> [SUPPLIED DATA]
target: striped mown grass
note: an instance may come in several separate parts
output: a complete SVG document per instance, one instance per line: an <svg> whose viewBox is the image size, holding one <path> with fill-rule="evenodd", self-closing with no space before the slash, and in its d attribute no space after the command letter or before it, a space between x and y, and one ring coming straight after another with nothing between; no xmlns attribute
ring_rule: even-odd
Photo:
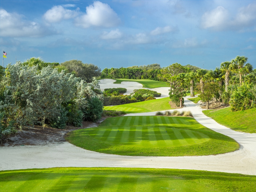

> [WHAT IS BEING ASKED]
Please return every line of the records above unchanged, leaving out the pictures.

> [SOLUTION FOR THIS EXERCISE]
target: striped mown grass
note: an instance may come in several separate parts
output: a complete SVG document per instance, one instance per line: an <svg> whose viewBox is the image size, holding one <path> with fill-rule="evenodd", self-closing with no space before the slash, and in its d attribute no space after the command letter or before it, a space between x and y, and one ring coming straight after another with nothing between; no xmlns attribute
ring_rule: even-odd
Photo:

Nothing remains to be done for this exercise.